**Short exercise**:
Convert the lines of the items below into a JSON list of strings, one string per line, omitting blank lines. Start at the line containing "Target: blurred background" and continue through the final line of the items.

--- BEGIN ---

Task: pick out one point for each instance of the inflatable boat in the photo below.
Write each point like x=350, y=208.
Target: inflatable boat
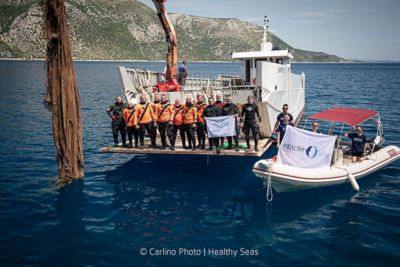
x=299, y=168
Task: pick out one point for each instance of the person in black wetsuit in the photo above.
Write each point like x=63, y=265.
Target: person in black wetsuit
x=118, y=125
x=212, y=111
x=231, y=109
x=282, y=128
x=251, y=121
x=358, y=141
x=219, y=104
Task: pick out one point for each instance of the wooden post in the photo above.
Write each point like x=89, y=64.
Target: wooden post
x=62, y=95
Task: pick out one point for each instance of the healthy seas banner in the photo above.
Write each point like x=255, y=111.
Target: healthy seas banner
x=221, y=126
x=305, y=149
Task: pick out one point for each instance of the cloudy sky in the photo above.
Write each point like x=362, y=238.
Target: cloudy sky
x=354, y=29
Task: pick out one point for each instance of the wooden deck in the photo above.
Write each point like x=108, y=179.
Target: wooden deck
x=180, y=151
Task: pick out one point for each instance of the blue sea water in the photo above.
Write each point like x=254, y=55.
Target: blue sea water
x=127, y=205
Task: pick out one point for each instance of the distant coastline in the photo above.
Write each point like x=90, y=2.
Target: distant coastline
x=201, y=61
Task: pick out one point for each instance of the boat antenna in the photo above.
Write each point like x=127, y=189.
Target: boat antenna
x=266, y=29
x=266, y=46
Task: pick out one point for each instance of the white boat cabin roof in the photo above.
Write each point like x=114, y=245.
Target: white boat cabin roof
x=263, y=54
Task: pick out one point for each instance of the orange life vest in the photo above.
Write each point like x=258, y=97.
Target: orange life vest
x=179, y=112
x=155, y=107
x=200, y=109
x=165, y=112
x=145, y=117
x=190, y=115
x=131, y=117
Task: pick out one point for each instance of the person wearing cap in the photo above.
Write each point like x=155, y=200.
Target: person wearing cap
x=190, y=123
x=146, y=121
x=115, y=112
x=231, y=109
x=219, y=104
x=251, y=121
x=212, y=111
x=182, y=73
x=131, y=123
x=314, y=127
x=165, y=115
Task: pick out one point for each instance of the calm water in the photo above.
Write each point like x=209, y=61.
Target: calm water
x=126, y=203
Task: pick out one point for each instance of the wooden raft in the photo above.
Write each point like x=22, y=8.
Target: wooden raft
x=180, y=151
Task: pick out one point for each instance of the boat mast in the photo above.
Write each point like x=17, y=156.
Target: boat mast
x=266, y=46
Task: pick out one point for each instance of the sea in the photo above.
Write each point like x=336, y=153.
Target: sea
x=137, y=210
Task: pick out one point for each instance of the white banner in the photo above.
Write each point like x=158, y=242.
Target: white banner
x=305, y=149
x=221, y=126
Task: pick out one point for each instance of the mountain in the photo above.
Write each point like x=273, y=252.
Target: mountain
x=128, y=29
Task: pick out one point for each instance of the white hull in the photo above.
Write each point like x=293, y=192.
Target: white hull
x=286, y=178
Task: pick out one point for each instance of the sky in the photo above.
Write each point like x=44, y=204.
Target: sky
x=352, y=29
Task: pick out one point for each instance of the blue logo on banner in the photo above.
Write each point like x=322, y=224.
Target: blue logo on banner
x=311, y=152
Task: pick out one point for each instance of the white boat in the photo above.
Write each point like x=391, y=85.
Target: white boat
x=266, y=75
x=285, y=178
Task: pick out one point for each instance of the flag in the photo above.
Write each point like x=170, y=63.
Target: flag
x=221, y=126
x=305, y=149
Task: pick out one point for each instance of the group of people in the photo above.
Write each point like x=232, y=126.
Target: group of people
x=188, y=119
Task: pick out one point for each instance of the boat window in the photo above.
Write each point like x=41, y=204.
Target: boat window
x=248, y=70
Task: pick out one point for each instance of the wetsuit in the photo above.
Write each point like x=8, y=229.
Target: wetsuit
x=212, y=111
x=189, y=123
x=219, y=104
x=165, y=114
x=281, y=115
x=232, y=109
x=146, y=119
x=178, y=125
x=131, y=123
x=118, y=123
x=282, y=130
x=250, y=114
x=201, y=125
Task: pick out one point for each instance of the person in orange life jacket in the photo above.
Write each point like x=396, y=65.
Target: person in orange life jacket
x=146, y=121
x=155, y=106
x=282, y=128
x=250, y=114
x=117, y=121
x=177, y=123
x=279, y=120
x=131, y=123
x=165, y=115
x=231, y=109
x=219, y=104
x=212, y=111
x=189, y=123
x=201, y=126
x=182, y=73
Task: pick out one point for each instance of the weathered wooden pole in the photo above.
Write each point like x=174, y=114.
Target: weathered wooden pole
x=62, y=94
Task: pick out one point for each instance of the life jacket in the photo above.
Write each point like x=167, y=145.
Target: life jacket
x=200, y=109
x=165, y=112
x=179, y=112
x=155, y=106
x=145, y=117
x=219, y=104
x=190, y=116
x=130, y=119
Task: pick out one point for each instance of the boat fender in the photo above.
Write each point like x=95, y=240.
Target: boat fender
x=353, y=182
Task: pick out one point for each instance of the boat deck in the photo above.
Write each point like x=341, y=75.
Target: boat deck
x=179, y=150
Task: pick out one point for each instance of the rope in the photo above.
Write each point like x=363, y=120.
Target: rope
x=269, y=194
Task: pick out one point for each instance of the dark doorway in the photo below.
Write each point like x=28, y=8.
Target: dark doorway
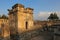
x=26, y=25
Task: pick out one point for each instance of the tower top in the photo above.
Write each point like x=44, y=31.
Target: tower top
x=17, y=5
x=29, y=8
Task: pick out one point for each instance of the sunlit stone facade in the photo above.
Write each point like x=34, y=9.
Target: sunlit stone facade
x=4, y=28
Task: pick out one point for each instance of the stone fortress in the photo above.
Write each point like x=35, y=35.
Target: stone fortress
x=20, y=20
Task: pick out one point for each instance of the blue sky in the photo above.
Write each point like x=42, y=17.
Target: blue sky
x=37, y=5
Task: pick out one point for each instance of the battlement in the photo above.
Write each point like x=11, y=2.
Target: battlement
x=17, y=5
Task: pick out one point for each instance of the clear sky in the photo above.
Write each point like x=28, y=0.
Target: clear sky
x=37, y=5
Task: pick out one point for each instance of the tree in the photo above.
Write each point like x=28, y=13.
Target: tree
x=53, y=16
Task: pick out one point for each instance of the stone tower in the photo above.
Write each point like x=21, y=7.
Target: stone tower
x=20, y=18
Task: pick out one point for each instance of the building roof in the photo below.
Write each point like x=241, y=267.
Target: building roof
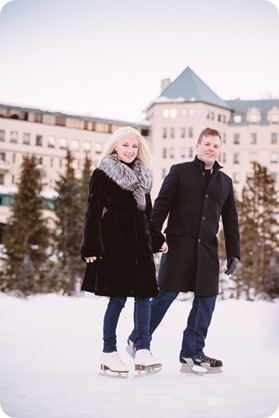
x=241, y=107
x=188, y=87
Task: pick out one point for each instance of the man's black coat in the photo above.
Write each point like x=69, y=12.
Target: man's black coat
x=195, y=201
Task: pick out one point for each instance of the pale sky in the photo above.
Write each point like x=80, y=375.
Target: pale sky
x=107, y=58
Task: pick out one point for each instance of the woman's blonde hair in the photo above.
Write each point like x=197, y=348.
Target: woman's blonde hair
x=144, y=154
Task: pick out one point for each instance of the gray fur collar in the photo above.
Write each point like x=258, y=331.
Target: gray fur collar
x=138, y=179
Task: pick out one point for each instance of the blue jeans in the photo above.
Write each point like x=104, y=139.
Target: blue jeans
x=142, y=309
x=199, y=319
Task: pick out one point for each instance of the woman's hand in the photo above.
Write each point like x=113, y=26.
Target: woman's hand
x=165, y=248
x=90, y=259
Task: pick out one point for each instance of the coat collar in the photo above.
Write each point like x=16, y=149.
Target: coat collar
x=199, y=163
x=137, y=179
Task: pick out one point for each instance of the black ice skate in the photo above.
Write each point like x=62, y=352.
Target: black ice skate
x=200, y=365
x=146, y=364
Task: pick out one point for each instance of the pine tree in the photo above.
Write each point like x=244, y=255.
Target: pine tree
x=259, y=236
x=26, y=236
x=67, y=236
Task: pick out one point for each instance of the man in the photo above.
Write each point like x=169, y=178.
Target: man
x=194, y=196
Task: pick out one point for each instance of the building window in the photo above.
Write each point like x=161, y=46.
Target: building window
x=14, y=137
x=274, y=138
x=62, y=143
x=173, y=113
x=236, y=158
x=60, y=121
x=39, y=140
x=253, y=118
x=274, y=157
x=183, y=113
x=172, y=152
x=237, y=118
x=253, y=157
x=51, y=142
x=165, y=113
x=236, y=139
x=274, y=177
x=26, y=138
x=75, y=144
x=274, y=118
x=253, y=138
x=39, y=161
x=98, y=148
x=87, y=146
x=102, y=127
x=236, y=177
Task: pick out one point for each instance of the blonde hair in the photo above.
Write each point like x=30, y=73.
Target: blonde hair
x=144, y=154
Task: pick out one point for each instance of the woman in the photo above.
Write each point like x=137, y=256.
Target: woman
x=119, y=241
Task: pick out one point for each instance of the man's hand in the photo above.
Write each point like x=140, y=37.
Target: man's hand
x=231, y=265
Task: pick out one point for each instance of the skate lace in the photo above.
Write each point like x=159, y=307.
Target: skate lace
x=211, y=361
x=116, y=356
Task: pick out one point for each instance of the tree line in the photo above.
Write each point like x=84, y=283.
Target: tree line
x=42, y=255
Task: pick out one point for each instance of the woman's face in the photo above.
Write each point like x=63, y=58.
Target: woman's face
x=127, y=148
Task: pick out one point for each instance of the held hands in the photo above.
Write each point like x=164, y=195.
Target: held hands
x=231, y=265
x=165, y=248
x=90, y=259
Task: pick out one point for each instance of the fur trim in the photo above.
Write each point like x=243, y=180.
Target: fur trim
x=137, y=179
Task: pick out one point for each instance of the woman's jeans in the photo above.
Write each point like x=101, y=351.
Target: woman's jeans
x=199, y=319
x=142, y=309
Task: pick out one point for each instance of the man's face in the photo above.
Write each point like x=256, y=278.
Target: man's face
x=209, y=150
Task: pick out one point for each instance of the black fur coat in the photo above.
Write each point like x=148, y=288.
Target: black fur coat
x=117, y=229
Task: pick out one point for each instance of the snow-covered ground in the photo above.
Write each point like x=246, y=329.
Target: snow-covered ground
x=50, y=349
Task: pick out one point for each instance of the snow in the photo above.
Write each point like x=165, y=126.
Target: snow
x=51, y=348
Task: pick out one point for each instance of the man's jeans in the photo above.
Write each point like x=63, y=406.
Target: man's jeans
x=198, y=321
x=142, y=309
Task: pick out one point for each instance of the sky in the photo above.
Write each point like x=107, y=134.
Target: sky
x=107, y=58
x=50, y=362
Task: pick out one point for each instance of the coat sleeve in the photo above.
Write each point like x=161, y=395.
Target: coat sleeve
x=231, y=226
x=92, y=244
x=165, y=198
x=157, y=238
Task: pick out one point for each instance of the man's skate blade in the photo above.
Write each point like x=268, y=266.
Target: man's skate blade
x=148, y=371
x=130, y=351
x=190, y=369
x=117, y=375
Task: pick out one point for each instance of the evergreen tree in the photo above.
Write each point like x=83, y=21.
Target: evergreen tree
x=26, y=236
x=259, y=236
x=67, y=236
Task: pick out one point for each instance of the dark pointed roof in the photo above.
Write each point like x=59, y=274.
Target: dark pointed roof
x=189, y=87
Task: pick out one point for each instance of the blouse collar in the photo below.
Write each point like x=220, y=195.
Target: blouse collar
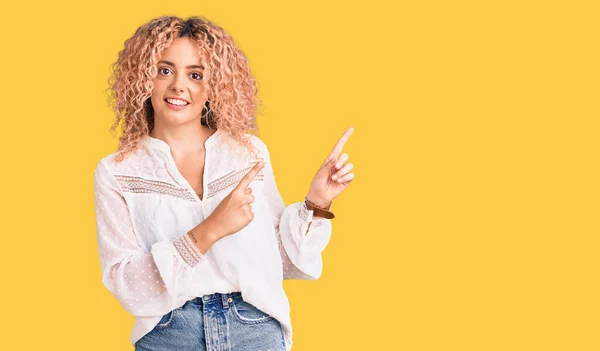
x=159, y=144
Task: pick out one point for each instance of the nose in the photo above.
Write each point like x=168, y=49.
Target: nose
x=177, y=83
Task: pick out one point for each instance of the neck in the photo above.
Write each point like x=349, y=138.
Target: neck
x=183, y=140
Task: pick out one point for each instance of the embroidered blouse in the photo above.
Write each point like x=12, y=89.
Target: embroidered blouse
x=144, y=208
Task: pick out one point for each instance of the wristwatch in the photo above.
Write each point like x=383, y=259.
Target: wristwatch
x=318, y=211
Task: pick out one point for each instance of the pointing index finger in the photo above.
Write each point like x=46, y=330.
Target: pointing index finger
x=250, y=175
x=340, y=144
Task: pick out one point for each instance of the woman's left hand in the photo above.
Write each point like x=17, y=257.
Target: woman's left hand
x=333, y=176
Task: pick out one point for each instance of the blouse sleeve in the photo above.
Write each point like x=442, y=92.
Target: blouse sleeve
x=301, y=238
x=144, y=283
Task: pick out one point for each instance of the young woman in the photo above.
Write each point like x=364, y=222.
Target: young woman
x=194, y=237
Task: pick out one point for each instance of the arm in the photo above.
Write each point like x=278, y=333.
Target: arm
x=144, y=283
x=301, y=237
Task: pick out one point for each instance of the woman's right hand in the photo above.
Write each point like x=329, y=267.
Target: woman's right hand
x=234, y=212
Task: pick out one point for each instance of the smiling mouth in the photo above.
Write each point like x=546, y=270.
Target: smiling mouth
x=176, y=102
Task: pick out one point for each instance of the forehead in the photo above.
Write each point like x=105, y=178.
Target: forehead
x=182, y=52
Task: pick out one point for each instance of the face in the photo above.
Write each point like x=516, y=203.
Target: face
x=180, y=88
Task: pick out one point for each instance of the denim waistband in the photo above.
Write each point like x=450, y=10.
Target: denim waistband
x=225, y=299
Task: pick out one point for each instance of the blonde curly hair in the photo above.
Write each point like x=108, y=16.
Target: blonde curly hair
x=232, y=102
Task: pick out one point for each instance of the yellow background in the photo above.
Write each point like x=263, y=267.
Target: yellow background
x=473, y=220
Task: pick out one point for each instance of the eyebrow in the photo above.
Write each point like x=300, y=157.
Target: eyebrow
x=173, y=65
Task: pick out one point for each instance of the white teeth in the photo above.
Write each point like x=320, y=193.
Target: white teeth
x=177, y=102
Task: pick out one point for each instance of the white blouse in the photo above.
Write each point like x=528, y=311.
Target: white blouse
x=145, y=207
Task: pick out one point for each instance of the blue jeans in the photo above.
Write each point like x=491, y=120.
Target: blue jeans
x=216, y=322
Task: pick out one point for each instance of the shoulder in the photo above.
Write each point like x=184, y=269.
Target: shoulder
x=260, y=145
x=108, y=164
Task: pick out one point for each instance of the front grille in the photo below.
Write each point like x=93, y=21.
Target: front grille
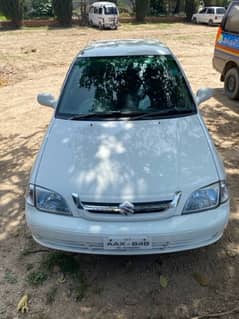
x=139, y=208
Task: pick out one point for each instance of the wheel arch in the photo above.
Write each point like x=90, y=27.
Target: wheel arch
x=229, y=65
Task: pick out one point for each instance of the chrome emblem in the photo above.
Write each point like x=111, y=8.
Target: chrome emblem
x=126, y=208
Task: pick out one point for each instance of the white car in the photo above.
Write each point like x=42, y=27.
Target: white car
x=104, y=15
x=127, y=165
x=209, y=15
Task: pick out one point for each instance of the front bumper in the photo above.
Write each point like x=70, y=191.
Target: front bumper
x=169, y=235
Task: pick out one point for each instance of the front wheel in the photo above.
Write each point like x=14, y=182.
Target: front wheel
x=231, y=83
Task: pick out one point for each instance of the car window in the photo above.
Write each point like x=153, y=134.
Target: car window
x=220, y=11
x=210, y=10
x=203, y=11
x=232, y=20
x=125, y=84
x=110, y=10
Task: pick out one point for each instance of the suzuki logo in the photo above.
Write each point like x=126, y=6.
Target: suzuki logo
x=126, y=208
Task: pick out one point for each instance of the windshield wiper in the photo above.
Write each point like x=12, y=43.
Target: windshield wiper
x=117, y=114
x=162, y=113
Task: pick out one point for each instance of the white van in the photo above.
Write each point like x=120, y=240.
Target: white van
x=104, y=15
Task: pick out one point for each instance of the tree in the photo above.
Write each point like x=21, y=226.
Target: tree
x=13, y=10
x=141, y=7
x=63, y=12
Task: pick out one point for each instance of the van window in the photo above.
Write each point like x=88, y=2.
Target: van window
x=110, y=10
x=210, y=10
x=203, y=11
x=232, y=20
x=220, y=10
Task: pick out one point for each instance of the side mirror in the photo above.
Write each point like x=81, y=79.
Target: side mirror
x=47, y=100
x=203, y=95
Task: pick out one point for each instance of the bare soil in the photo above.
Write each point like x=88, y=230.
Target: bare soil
x=70, y=286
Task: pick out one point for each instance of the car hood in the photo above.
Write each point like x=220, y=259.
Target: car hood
x=126, y=160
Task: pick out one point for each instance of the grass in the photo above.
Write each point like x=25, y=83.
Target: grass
x=68, y=265
x=36, y=278
x=10, y=277
x=2, y=17
x=66, y=262
x=51, y=295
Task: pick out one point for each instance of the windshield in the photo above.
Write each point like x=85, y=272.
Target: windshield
x=130, y=85
x=110, y=10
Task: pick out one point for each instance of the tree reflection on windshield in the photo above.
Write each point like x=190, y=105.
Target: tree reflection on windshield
x=126, y=84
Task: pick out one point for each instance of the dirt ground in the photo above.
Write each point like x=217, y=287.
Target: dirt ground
x=75, y=286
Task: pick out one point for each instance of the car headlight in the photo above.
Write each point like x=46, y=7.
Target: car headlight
x=206, y=198
x=46, y=200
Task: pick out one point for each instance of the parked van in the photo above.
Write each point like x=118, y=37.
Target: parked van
x=104, y=15
x=226, y=54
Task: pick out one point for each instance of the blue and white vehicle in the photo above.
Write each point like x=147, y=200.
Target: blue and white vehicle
x=127, y=165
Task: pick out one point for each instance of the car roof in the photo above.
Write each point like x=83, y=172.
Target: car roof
x=213, y=7
x=103, y=3
x=125, y=48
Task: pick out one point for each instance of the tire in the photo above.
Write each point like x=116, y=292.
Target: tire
x=231, y=83
x=210, y=22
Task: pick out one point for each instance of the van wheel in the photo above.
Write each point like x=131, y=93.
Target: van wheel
x=210, y=22
x=231, y=83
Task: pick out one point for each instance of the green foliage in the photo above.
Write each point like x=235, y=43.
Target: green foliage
x=142, y=7
x=13, y=10
x=63, y=11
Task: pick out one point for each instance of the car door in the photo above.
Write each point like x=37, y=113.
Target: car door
x=209, y=17
x=202, y=16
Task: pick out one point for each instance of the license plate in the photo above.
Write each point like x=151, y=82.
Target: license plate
x=119, y=243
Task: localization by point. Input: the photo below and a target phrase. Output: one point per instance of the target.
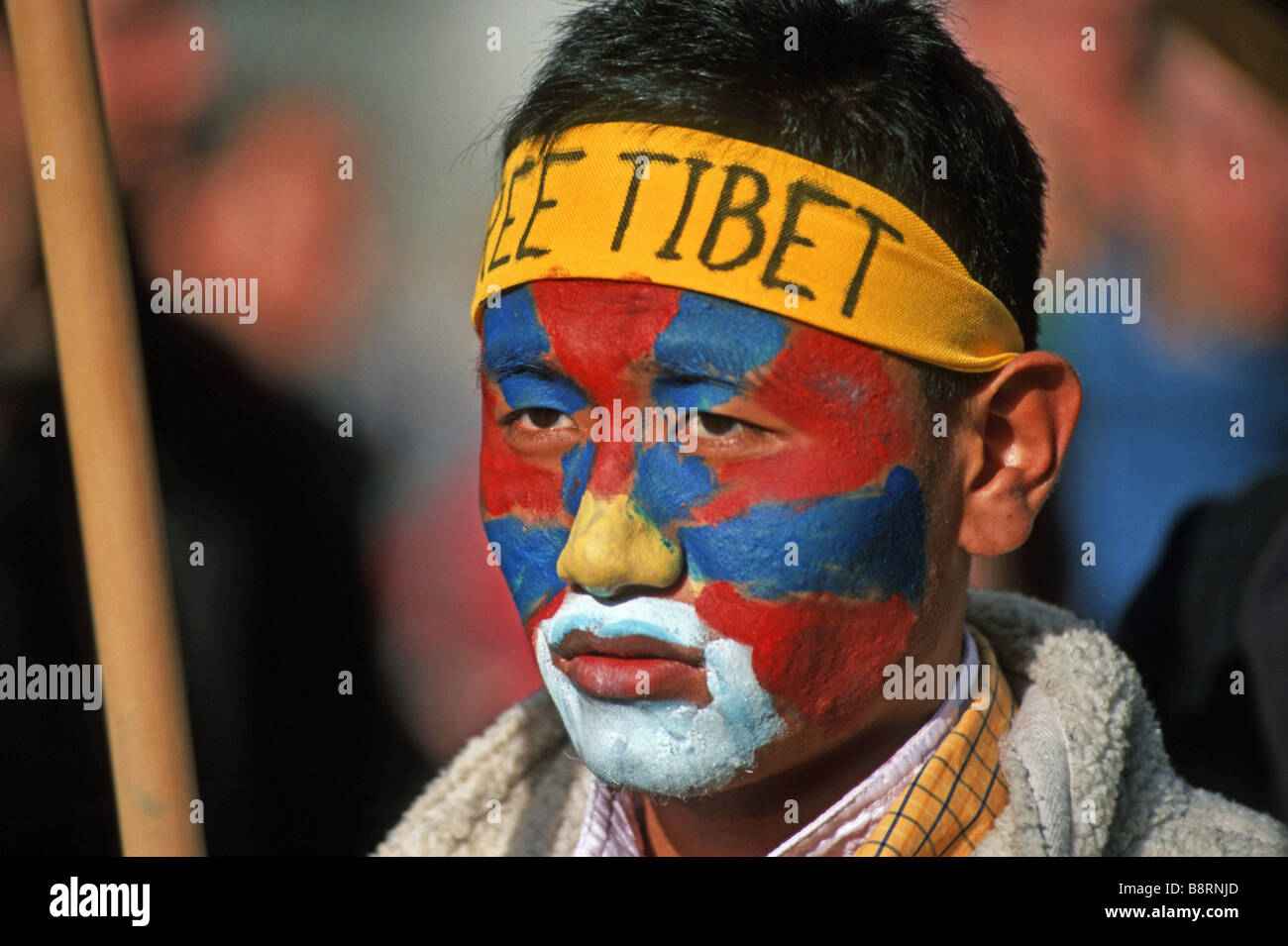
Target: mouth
(632, 667)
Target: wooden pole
(91, 297)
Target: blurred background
(327, 553)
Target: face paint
(795, 543)
(670, 747)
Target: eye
(717, 425)
(540, 418)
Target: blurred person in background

--- END ---

**Solution**:
[
  "Target: blurred background",
  "(327, 553)",
  "Target: face paint",
  "(795, 543)",
  "(670, 747)",
  "Target: eye",
  "(717, 425)",
  "(540, 418)",
  "Target: blurred person in background"
]